(Records to use):
☆ ☆ ☆ ☆
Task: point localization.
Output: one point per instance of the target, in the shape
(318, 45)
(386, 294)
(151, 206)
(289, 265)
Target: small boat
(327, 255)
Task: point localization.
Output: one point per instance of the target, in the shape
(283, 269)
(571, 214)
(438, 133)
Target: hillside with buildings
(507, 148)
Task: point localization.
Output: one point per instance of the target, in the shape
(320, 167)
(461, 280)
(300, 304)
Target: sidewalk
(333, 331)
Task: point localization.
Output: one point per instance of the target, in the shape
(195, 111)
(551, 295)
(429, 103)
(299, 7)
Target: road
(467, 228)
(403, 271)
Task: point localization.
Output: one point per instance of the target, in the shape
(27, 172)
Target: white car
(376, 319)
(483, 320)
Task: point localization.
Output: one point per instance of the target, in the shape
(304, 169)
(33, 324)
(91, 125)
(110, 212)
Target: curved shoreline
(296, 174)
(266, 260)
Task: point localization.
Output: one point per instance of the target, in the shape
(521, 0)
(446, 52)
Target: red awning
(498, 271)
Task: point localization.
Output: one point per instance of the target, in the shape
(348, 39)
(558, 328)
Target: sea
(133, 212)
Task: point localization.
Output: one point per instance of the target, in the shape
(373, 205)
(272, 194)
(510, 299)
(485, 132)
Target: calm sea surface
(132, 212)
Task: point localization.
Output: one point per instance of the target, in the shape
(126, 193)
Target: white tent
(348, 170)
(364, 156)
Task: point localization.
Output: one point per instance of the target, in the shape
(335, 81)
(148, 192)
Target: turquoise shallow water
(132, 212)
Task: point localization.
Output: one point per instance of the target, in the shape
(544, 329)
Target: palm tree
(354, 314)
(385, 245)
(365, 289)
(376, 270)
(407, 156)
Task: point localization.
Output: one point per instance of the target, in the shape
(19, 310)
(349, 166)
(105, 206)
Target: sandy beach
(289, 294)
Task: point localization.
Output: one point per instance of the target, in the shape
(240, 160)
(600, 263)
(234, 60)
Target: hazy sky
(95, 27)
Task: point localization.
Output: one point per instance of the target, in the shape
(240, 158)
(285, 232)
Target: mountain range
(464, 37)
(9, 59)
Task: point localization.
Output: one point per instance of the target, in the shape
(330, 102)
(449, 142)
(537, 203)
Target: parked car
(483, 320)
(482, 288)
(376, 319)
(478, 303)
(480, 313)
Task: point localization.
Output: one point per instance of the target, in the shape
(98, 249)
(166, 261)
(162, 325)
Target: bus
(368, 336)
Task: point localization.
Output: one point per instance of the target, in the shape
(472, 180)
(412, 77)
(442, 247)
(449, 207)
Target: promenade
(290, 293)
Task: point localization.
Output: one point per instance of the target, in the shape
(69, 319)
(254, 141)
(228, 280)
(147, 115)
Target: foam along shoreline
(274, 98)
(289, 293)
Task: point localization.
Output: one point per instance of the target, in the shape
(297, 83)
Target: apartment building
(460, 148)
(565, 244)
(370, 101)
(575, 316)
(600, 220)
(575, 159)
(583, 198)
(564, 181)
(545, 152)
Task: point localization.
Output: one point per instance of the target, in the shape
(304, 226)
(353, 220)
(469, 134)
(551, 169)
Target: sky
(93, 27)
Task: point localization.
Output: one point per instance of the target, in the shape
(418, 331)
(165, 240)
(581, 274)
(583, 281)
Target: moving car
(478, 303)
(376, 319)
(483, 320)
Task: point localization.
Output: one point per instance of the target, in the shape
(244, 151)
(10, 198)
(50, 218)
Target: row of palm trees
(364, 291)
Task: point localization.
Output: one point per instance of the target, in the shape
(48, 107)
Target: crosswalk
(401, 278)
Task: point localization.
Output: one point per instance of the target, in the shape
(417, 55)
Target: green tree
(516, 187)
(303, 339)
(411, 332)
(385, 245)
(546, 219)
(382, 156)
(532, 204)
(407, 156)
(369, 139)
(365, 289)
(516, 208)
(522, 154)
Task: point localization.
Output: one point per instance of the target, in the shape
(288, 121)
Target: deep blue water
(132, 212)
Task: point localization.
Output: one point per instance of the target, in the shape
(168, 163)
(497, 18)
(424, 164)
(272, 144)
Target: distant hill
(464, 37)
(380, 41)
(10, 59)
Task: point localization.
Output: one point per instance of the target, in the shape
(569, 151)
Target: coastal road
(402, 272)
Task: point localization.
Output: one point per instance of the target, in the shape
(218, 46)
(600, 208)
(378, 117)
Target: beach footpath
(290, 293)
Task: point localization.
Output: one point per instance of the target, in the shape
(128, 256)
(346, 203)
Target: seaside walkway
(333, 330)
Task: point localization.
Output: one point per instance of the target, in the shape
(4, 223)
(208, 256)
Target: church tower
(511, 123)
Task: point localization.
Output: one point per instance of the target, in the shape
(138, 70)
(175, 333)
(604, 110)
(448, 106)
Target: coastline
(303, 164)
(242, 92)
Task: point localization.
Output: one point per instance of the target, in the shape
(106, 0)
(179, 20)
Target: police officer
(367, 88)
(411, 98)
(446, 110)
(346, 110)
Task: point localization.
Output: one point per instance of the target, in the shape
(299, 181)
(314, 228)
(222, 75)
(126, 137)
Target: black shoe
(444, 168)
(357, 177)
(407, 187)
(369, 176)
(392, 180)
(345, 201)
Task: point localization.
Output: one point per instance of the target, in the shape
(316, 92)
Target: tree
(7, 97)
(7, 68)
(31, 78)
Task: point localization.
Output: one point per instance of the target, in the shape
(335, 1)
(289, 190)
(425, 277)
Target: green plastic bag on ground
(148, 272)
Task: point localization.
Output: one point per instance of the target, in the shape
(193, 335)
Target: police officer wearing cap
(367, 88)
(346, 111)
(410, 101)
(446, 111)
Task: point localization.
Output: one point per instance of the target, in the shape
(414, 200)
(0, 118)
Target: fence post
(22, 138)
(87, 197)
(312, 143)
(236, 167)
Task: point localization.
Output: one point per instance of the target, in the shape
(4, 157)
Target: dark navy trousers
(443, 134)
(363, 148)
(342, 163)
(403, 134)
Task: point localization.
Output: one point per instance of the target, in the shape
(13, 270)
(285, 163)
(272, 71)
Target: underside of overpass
☆ ☆ ☆ ☆
(Directions for this task): Reproduce the records in full, exactly as written.

(Response):
Task: point localization.
Output: one point per instance of the target, in the shape
(318, 45)
(386, 294)
(151, 206)
(289, 265)
Target: small boat
(327, 255)
Task: point localization.
Output: one point per instance of the target, in the shape
(283, 269)
(571, 214)
(438, 133)
Target: hillside with buildings
(507, 148)
Task: point localization.
Output: one point per instance of the target, in the shape
(320, 167)
(461, 280)
(300, 304)
Target: sidewalk
(333, 331)
Task: point localization.
Output: one point per instance of the target, in the shape
(195, 111)
(551, 295)
(429, 103)
(299, 7)
Target: road
(467, 228)
(403, 271)
Task: point localization.
Output: one point per instance of the target, in the shape
(27, 172)
Target: white car
(376, 319)
(483, 320)
Task: point localization.
Output: one point per instance of the target, in the shape
(304, 169)
(33, 324)
(91, 125)
(110, 212)
Target: curved shoreline
(296, 174)
(266, 260)
Task: point localization.
Output: one point per instance of the target, in the shape
(521, 0)
(446, 52)
Target: red awning
(498, 271)
Task: point localization.
Output: one point per instance of the target, in the shape
(348, 39)
(558, 328)
Target: sea
(133, 212)
Task: point localization.
Output: one point per instance of the target, in the shape
(373, 205)
(272, 194)
(510, 299)
(485, 132)
Target: calm sea surface
(132, 212)
Task: point localization.
Output: one point per instance of the target, in the shape
(126, 193)
Target: white tent
(348, 170)
(364, 156)
Task: point localization.
Output: one point per instance of the target, in the shape
(335, 81)
(148, 192)
Target: turquoise shallow water
(132, 212)
Task: point localization.
Output: one point per instance of the target, in the shape
(544, 329)
Target: palm tree
(354, 314)
(385, 245)
(365, 289)
(376, 270)
(407, 156)
Task: point localization.
Output: one point per instance of the target, in the shape
(19, 310)
(349, 166)
(105, 206)
Target: sandy beach
(289, 294)
Task: point localization.
Output: one point per instance of the target, in the shape
(240, 160)
(600, 263)
(234, 60)
Target: hazy sky
(95, 27)
Task: point localization.
Output: one point per instance of the target, in the shape
(240, 158)
(285, 232)
Target: mountain range
(464, 37)
(9, 59)
Task: point localization.
Output: one point per instance of the target, in the shape
(330, 102)
(449, 142)
(537, 203)
Target: parked car
(483, 320)
(482, 288)
(376, 319)
(478, 303)
(480, 313)
Task: point localization.
Output: one point per instance of the target, in the shape
(98, 249)
(166, 261)
(162, 325)
Target: bus
(368, 336)
Task: point localization.
Output: one point per instance of the target, in the shape
(472, 180)
(412, 77)
(442, 247)
(449, 207)
Target: promenade
(290, 293)
Task: point localization.
Output: one point per instance of the target, in the shape
(69, 319)
(254, 141)
(228, 280)
(147, 115)
Target: foam along shoreline
(274, 98)
(289, 293)
Task: point localization.
Output: one point per instance of the target, in the shape
(297, 83)
Target: apartment building
(460, 148)
(565, 244)
(370, 101)
(575, 316)
(600, 220)
(575, 159)
(583, 198)
(564, 181)
(545, 152)
Task: point localization.
Output: one point per instance of the target, in the shape
(304, 226)
(353, 220)
(469, 134)
(551, 169)
Target: sky
(93, 27)
Task: point localization.
Output: one point per instance of the target, in the shape
(418, 331)
(165, 240)
(581, 274)
(583, 281)
Target: moving car
(478, 303)
(376, 319)
(483, 320)
Task: point localization.
Output: one point per instance of the target, in the shape
(244, 151)
(10, 198)
(50, 218)
Target: row of palm trees
(364, 291)
Task: point localization.
Output: one point per instance of the target, in the shape
(48, 107)
Target: crosswalk
(401, 278)
Task: point localization.
Output: one point per instance of the target, in the shape
(417, 55)
Target: green tree
(516, 187)
(303, 339)
(411, 332)
(385, 245)
(546, 219)
(382, 156)
(532, 204)
(407, 156)
(369, 139)
(365, 289)
(516, 208)
(522, 154)
Task: point localization.
Output: one point per instance of the target, in the shape
(288, 121)
Target: deep blue water
(132, 212)
Task: point localization.
Output: one point per instance of the target, in the shape
(168, 163)
(497, 18)
(424, 164)
(272, 144)
Target: distant hill
(464, 37)
(380, 41)
(10, 59)
Task: point localization.
Output: one point per instance of the target, in the shape
(569, 151)
Target: coastal road
(402, 272)
Task: point localization.
Output: one point per instance of the target, in the shape
(218, 46)
(600, 208)
(378, 117)
Target: beach footpath
(290, 293)
Task: point localization.
Output: one point per instance of the target, in the shape
(128, 256)
(346, 203)
Target: seaside walkway
(333, 330)
Task: point localization.
Output: one point per instance of the target, in the shape
(4, 223)
(208, 256)
Target: church tower
(511, 123)
Task: point localization.
Output: one point per instance of the target, in the shape
(138, 70)
(175, 333)
(604, 110)
(448, 106)
Target: coastline
(303, 164)
(242, 92)
Task: point localization.
Output: one point per instance of the target, in the shape
(106, 0)
(179, 20)
Target: police officer
(367, 88)
(411, 98)
(446, 110)
(346, 110)
Task: point localization.
Output: one point per instance of the target, in the shape
(299, 181)
(314, 228)
(222, 75)
(126, 137)
Target: black shoe
(444, 168)
(357, 177)
(407, 187)
(369, 176)
(392, 180)
(345, 201)
Task: point localization.
Output: one point per instance of the target, in the shape
(316, 92)
Target: tree
(7, 97)
(7, 68)
(31, 78)
Task: point localization.
Output: one point per instance of the target, in the shape
(335, 1)
(289, 190)
(425, 277)
Target: green plastic bag on ground
(148, 272)
Task: point localization.
Output: one point per instance of the target, in the shape
(193, 335)
Target: police officer wearing cap
(367, 88)
(346, 111)
(410, 101)
(446, 111)
Task: point localization.
Output: one point per instance of the target, in the shape
(414, 200)
(0, 118)
Target: fence post
(22, 138)
(87, 197)
(312, 143)
(236, 167)
Task: point localization.
Output: one point per instance of the target, in the shape
(4, 157)
Target: dark navy trousers
(443, 134)
(363, 148)
(342, 163)
(403, 134)
Task: point localization.
Output: one point per instance of the target, in the shape
(13, 270)
(285, 163)
(272, 71)
Target: underside of overpass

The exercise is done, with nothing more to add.